[PROBLEMS TO SOLVE]
1. Reproduce the article on Keira Knightley's green dress word for word, from "Keira Knightley wore" to "in film fashion.".
2. Answer these from the article on Keira Knightley's green dress:
(a) In what color was the silk bought before it was dyed?
(b) Which actor portrays Robbie?
(c) From how many pigments did Wright pick the dress's green?
3. Please carry the article on Keira Knightley's green dress forward from its last sentence.

Green dress of Keira Knightley
- Designer: Jacqueline Durran
- Year: 2007
- Type: Backless green dress
- Material: Silk

= Green dress of Keira Knightley =

Dress featured in the 2007 film Atonement

Keira Knightley wore a green dress in the 2007 romantic war drama film Atonement. The garment was created by costume designer Jacqueline Durran with director Joe Wright, and is worn during the opening act's climactic scene. The dress, combining period and modern elements, was praised by media publications upon Atonements release, and is regarded as a standout in film fashion.

==Background and design==
Atonement (2007), a film adaptation of Ian McEwan's novel, centres around the impact of World War II on one woman's life and journey. Costume designer Jacqueline Durran was asked by Wright to make a memorable dress suitable for a pivotal scene within the film. Wright had opined that the final piece should be green and full-skirted with movement at the hem. He also advised Durran that it should highlight the scene's setting of the hottest day of the year". Durran reviewed fashion books from the 1920s and 30s, including the designs of Coco Chanel, picking elements that would suit Knightley's figure. She designed the piece in 2006, in a fine fabric to be "light and unstructured". The silk was bought in white and dyed into a composite green, picked by Wright from Durran's selection of three pigments. Durran modernized certain period trends, including a bare back and shoulders, to reflect more contemporary styling of "unadorned, bold-coloured gowns".

The dress is an emerald-green, lush, low-cut gown with a flapper drop back and thin straps alongside a drape wrapped around the upper-hip, a central slit, and a Grecian, full-skirted silhouette. As Durran herself stated, the dress could not be considered fully authentic since it contains elements of London fashion not often seen co-existing in a single piece. These include details like “the backlessness and the fullness of the skirt”.

In Atonement, Knightley portrays Cecilia, a woman of high standing who falls in love with Robbie, the housekeeper's son, portrayed by James McAvoy. The dress is worn by Cecilia during the climax of the first part of the film, where Cecilia and Robbie make love in the library, and was noted to fit into the character's aristocratic style. Throughout the film, fashion traces the character's journey from "silken-gowned debutante to a sullied-cotton disgraced woman". The dress was noted to fit into Wright's "visual template" under the quickening pace from the side-shot of Cecilia lighting cigarettes in the garden, before her bare skin exposed through the dress captures Robbie's attention, evolving into a scene in the library. The sequence's shots largely include full-length lighting and framing of the dress, which Durran noted "[sold the piece] to its best advantage". The dress's colouring was consistent with a green motif within the film, found the setting of the manorial house and the English countryside.

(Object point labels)
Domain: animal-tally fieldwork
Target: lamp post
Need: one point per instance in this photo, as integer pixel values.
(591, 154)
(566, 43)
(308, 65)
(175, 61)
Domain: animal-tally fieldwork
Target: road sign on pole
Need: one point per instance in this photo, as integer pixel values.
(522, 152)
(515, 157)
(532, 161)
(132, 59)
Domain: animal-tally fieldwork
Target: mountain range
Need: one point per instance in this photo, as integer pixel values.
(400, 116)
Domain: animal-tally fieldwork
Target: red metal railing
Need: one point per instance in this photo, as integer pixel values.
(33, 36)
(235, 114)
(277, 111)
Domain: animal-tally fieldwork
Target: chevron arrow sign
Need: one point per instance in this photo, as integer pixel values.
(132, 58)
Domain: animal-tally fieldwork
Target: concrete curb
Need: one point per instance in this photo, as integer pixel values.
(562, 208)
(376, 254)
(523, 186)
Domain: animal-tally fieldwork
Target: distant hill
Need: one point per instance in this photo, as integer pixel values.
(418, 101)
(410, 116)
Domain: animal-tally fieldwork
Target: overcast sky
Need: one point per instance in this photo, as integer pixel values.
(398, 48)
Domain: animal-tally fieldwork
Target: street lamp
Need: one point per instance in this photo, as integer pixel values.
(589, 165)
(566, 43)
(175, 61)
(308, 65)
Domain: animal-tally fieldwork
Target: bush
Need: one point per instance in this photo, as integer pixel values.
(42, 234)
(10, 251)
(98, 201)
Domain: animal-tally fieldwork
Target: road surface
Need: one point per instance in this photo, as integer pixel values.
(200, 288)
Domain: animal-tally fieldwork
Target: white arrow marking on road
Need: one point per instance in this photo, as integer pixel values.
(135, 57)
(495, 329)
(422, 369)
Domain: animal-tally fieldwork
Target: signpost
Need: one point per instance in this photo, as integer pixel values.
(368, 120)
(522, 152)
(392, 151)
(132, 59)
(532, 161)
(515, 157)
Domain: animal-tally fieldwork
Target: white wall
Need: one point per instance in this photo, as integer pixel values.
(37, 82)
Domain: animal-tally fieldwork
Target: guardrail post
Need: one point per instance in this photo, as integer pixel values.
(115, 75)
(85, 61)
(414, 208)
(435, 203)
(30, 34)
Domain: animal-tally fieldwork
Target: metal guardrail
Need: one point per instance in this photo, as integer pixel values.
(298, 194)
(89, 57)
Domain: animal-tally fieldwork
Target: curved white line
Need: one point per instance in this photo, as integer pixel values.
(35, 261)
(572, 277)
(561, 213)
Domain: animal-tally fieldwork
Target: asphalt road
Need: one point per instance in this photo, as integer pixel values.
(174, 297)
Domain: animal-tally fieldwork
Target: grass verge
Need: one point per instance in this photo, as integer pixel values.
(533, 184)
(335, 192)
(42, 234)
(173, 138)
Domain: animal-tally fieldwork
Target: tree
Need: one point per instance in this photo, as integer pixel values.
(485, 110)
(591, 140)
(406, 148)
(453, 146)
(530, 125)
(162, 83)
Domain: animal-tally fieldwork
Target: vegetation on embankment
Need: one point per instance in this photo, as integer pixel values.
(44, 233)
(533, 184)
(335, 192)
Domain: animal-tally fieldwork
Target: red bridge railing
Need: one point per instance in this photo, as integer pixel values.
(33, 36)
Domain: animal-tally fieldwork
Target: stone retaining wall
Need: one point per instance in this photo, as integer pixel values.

[RESPONSE LIST]
1.
Keira Knightley wore a green dress in the 2007 romantic war drama film Atonement. The garment was created by costume designer Jacqueline Durran with director Joe Wright, and is worn during the opening act's climactic scene. The dress, combining period and modern elements, was praised by media publications upon Atonements release, and is regarded as a standout in film fashion.

2.
(a) White
(b) James McAvoy
(c) Three

3.
==Reception and legacy==
Following the film's release, the green dress received widespread press attention and acclaim. As a result of her work in the film, Durran was nominated for the Academy Award for Best Costume Design in 2007. That same year, a Sky Cinema/InStyle poll voted the dress as "greatest film costume ever"; a decade after its release, it was "still regarded as one of the all-time greats". Replicas of the dress have sold for substantial amounts of money, with one retailing for over $30,000. Versions of the dress made for filming were later sold for tens of thousands of dollars, with proceeds going to charity. The dress's shade of green was a rarity among popular film costumes. British Vogue listed the ensemble as one of the most unforgettable green dresses in film.

Vogue Paris stated the outfit became a "cult hit" that made an affordable deviation from period fashion. David Canfield of Entertainment Weekly wrote that the "unforgettable" piece had "a mystique around it — fitting for a movie steeped in the summer haze of memory, and shrouded in delectable ambiguity". Writing for The Guardian, Emanuele Lugli described the buzz surrounding the costume as "entirely justified", stating that it "exudes poise, mystery, and menace" and "controls the screen in a way few other outfits have done". Refinery29 dubbed Knightley's look "a gleaming example of eccentric English style that remains cool as a cucumber-sandwich throughout". Moira Macdonald from the Seattle Times labelled the dress "one of the most beautiful movie costumes of recent decades" with "a slippery, almost watery gown that seems to float over its wearer". Stylist framed the dress as an audience highlight, praising its "slinky, bold, and elegant" design.

When asked for an opinion on the dress’s “surprise” success, Durran attributed its significance to a "perfect storm" of Wright's filming, Knightley's performance, and Seamus McGarvey’s cinematography. By keeping Knightley well lit and in full frame, the audience could feel the full effect of the dress’s glamorous allure. Despite the overwhelming enthusiasm for the green dress, Wright prefers Briony’s cream organza frock (as worn in the movie by Saoirse Ronan).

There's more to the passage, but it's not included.